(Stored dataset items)
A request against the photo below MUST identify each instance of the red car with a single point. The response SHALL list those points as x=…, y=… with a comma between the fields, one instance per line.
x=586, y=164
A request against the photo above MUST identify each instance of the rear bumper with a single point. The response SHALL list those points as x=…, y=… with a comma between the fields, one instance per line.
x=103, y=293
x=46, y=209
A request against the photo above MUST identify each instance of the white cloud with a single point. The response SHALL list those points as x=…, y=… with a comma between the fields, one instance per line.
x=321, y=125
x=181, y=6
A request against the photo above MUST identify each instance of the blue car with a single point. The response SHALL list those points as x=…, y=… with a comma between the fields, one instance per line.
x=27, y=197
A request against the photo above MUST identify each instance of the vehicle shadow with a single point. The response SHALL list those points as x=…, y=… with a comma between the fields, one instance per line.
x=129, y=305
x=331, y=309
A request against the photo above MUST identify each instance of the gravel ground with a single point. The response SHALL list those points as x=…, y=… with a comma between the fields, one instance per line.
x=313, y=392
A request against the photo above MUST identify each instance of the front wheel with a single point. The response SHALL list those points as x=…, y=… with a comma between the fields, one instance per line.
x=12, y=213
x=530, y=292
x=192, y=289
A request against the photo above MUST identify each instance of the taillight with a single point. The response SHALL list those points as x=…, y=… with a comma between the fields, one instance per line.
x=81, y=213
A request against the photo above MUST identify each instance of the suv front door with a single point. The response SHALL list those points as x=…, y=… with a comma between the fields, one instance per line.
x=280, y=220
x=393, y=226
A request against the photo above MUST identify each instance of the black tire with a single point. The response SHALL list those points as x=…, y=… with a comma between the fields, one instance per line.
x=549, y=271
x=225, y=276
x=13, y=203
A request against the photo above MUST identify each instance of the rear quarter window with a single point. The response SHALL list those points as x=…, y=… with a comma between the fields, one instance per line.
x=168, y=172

EXERCISE: All records shown above need to be written out again verbatim.

EXERCISE RESULT:
A request against the photo below MUST identify each instance of the red car with a single point. The response SHALL list those points as x=…, y=… with a comma between the fields, one instance per line.
x=586, y=164
A request against the photo above MUST identify each instance of the rear bumper with a single point. The response SHALL list those points as x=…, y=… with a comma between the fields, one instance per line.
x=103, y=293
x=46, y=209
A request against the photo above MUST identify each instance of the white cloud with a single point. The response SHALL list those points as x=…, y=… with a comma between the fields, one instance per line.
x=321, y=125
x=181, y=6
A request against the photo above MUST identify each instance of the blue car with a single point. The response SHALL list those points as x=…, y=… with a comma between the fields, one instance per line.
x=27, y=197
A request against the photo above MUST identify each instance of the vehicle shadow with a single point. The response SHALL list those points as x=…, y=… with a comma between the fields, one instance per line.
x=129, y=305
x=331, y=309
A request against the photo above MUST identify each instance of the gravel ground with a single point. The response SHALL list those points as x=…, y=… with a comma between the fields, one instance per line.
x=313, y=392
A request against the photo above MUST identify each instance of the front wheel with a single point. The response SHALL list those points as x=…, y=… with a comma between the fields, one instance per line.
x=12, y=213
x=530, y=292
x=192, y=289
A request against the photo above MUST identify each instance of the taillight with a single point. The response SHALL list those points as x=…, y=… with a comma between the fields, one instance per line.
x=81, y=213
A request against the photo above MUST identify each instance of the suv front door with a single point. The response SHALL list those points as x=…, y=… with a comma between the fields, one instance per line.
x=280, y=220
x=393, y=226
A request against the photo above MUST identify each instance of the black tire with a single point. The response SHALL list those points as x=…, y=… with a comma between the fields, one instance per line.
x=549, y=271
x=225, y=276
x=13, y=203
A request against the photo above MUST identify each instance of the rear quarter window with a single point. The response SHALL list those points as x=…, y=… with a comma between the fields, one instance per line.
x=168, y=172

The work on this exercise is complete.